* _Task prompt_
Make an exact copy of the records, dropping all pictures.
++++++++++
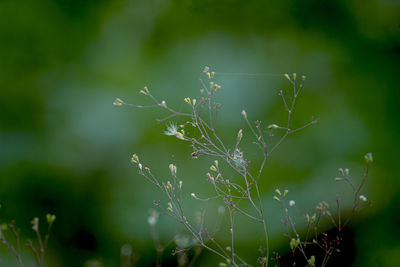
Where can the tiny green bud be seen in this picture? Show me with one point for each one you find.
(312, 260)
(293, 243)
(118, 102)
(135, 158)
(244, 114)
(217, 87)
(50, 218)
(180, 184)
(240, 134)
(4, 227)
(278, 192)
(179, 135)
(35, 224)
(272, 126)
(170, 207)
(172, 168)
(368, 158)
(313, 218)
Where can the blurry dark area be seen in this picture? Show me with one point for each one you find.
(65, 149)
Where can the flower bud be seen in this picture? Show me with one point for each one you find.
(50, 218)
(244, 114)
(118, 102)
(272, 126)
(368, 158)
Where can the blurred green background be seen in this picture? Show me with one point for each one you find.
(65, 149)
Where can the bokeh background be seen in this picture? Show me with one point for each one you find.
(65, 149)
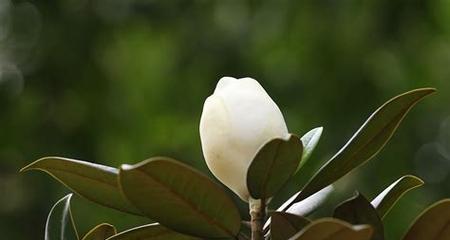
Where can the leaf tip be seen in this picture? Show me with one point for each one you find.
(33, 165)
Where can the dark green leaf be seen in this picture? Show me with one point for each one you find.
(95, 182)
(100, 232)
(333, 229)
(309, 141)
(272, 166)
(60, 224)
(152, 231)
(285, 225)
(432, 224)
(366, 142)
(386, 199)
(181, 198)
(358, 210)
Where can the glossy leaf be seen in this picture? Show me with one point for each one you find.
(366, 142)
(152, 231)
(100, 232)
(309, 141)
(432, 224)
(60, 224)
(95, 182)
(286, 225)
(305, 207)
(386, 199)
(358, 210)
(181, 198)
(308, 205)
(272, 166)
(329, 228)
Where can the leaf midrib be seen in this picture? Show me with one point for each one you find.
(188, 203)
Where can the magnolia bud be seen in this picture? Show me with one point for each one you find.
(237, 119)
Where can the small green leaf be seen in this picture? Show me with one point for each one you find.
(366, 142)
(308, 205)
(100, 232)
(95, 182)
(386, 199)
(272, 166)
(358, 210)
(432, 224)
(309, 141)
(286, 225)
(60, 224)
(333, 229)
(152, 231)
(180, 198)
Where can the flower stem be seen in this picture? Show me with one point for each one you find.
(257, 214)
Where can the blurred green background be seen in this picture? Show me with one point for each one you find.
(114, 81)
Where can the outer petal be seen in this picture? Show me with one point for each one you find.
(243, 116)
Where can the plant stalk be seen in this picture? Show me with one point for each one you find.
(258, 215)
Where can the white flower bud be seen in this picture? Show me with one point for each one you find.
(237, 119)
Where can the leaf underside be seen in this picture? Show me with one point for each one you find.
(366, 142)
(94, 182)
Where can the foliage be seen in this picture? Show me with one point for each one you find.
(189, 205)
++++++++++
* _Task solution_
Where can the tiny green bud be seen in this picture? Show me with one point for each one you find.
(312, 260)
(293, 243)
(118, 102)
(135, 158)
(244, 114)
(217, 87)
(50, 218)
(180, 184)
(240, 134)
(4, 227)
(278, 192)
(179, 135)
(35, 224)
(272, 126)
(170, 207)
(172, 168)
(368, 158)
(313, 218)
Where can the blurry dark area be seen in this picture? Show me with one point for each one you find.
(65, 149)
Where can the flower bud be seen in this picture? Show me with one point for each one you find.
(50, 218)
(244, 114)
(118, 102)
(272, 126)
(368, 158)
Where can the blurred green background be seen in this picture? Show me with one point for each one you find.
(65, 149)
Where can the bokeh background be seen in this picture? Show me with one point for each one you find.
(65, 149)
Where can the leaf tip be seen in this picture? Show me with one point for each one you find.
(33, 165)
Where can the dark green leaf be seen in this picture? Show me with one point for each one you find.
(95, 182)
(100, 232)
(333, 229)
(309, 141)
(272, 166)
(60, 224)
(152, 231)
(285, 225)
(432, 224)
(366, 142)
(386, 199)
(181, 198)
(358, 210)
Where can the glossy leaf be seen in this picture? Show me with one point for each one you find.
(366, 142)
(152, 231)
(100, 232)
(309, 141)
(432, 224)
(60, 224)
(95, 182)
(286, 225)
(305, 207)
(386, 199)
(358, 210)
(181, 198)
(308, 205)
(272, 166)
(329, 228)
Where can the leaf midrib be seen in this picture? Show me with one point for each one you find.
(188, 203)
Where can the magnolia bud be seen in this picture? Show me with one point for each one you find.
(237, 119)
Where can the small green leaf be seen in this picture? Show me with one point for each one you find.
(366, 142)
(308, 205)
(100, 232)
(95, 182)
(386, 199)
(272, 166)
(358, 210)
(432, 224)
(309, 141)
(286, 225)
(60, 224)
(333, 229)
(152, 231)
(180, 198)
Where can the flower stem be seen in this picture? Show me with one point for each one you find.
(257, 214)
Where can the blurred green background be seen in this picture? Show me with one point for each one you find.
(114, 81)
Where can the outer petal be seen in this picture? Show me with one point for each one you find.
(243, 116)
Where can the plant stalk be seen in this picture? Show me with one point for each one you find.
(258, 215)
Where can the white flower bud be seen in this picture? Show me with one point for each one you find.
(237, 119)
Where can the leaf underside be seen in this picture? Show me with one point for each one you find.
(366, 142)
(94, 182)
Where can the foliage be seen in this picture? Show me with one point for each one you find.
(189, 205)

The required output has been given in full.